- **EXTRACT**:

|---|

Living inside a contradiction is stressful. Hence the foul mood, childish behaviour, and unreason.

The age-long battle between the Westernisers and the Russophiles continues to this day. Here is an excerpt from the first book of Sergei Minayev, the new bestselling author of Dukhless [ED: the Russian word for "soul" followed by the English suffix "less" -- cover pictured below] a surprise hit, a funny and cynical look at Russia today, about which the author said he would have been pleased with sales of 20,000 copies and which so far has sold half a million.

To me that fact that this book has been a hit is a sign of hope. It’s good that so many are reading this and, evidently, chortling at how the old, old battle plays out today. [The narrator, a senior manager from head office in Moscow, is in a café, talking to the St. Petersburg manager of their company. He has uncovered a complex embezzlement scheme through which Vova, the St. Petersburg guy, has pocketed a tidy sum for himself. Vova knows that he has been outed and they are now having a man-to-man talk.] “OK, listen. It’s all a bit of a f**k-up... I realised straight away that you’d seen through it. And to be honest, I wasn’t really trying to hide things from you.”

“Gotcha,” I say to myself. “You still haven’t understood. You thought you’d come here, we’d sit at a table for a drink, and I’d explain everything to you. So you quickly made up all these stories about meetings with distributors. But now it’s all got a bit too awkward for you, hasn’t it...”

“Truly and horribly awkward, ain’t it, Vova?” I say out loud. “Shame the way things are turning out.”

|---|

- **PROVIDED DATA**:
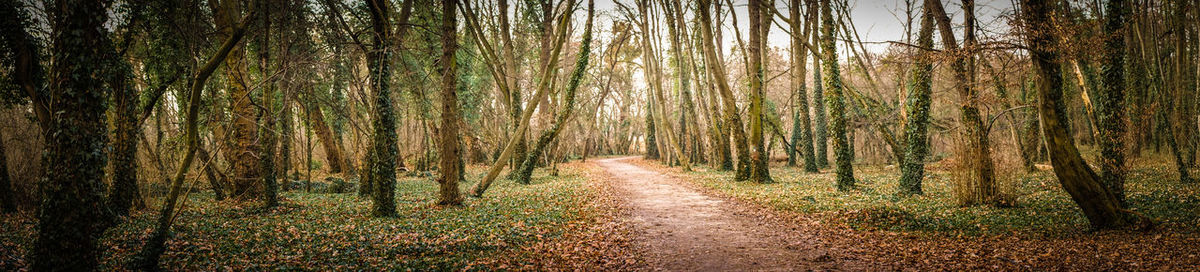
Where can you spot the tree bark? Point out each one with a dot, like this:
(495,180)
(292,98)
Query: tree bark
(717,71)
(7,203)
(148,258)
(1099,205)
(759,152)
(912,168)
(383,164)
(449,151)
(541,91)
(551,133)
(835,100)
(1111,120)
(977,147)
(72,217)
(245,170)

|---|

- **REQUIREMENTS**:
#1 In the Dukhless extract, how many copies has the book sold so far?
#2 Translate this sentence from the Dukhless extract into Spanish: "Living inside a contradiction is stressful."
#3 Reproduce the Dukhless extract word for word, starting with "The age-long battle" and going on through "half a million.".

- **ANSWERS GIVEN**:
#1 Half a million.

#2 Vivir dentro de una contradicción es estresante.

#3
The age-long battle between the Westernisers and the Russophiles continues to this day. Here is an excerpt from the first book of Sergei Minayev, the new bestselling author of Dukhless [ED: the Russian word for "soul" followed by the English suffix "less" -- cover pictured below] a surprise hit, a funny and cynical look at Russia today, about which the author said he would have been pleased with sales of 20,000 copies and which so far has sold half a million.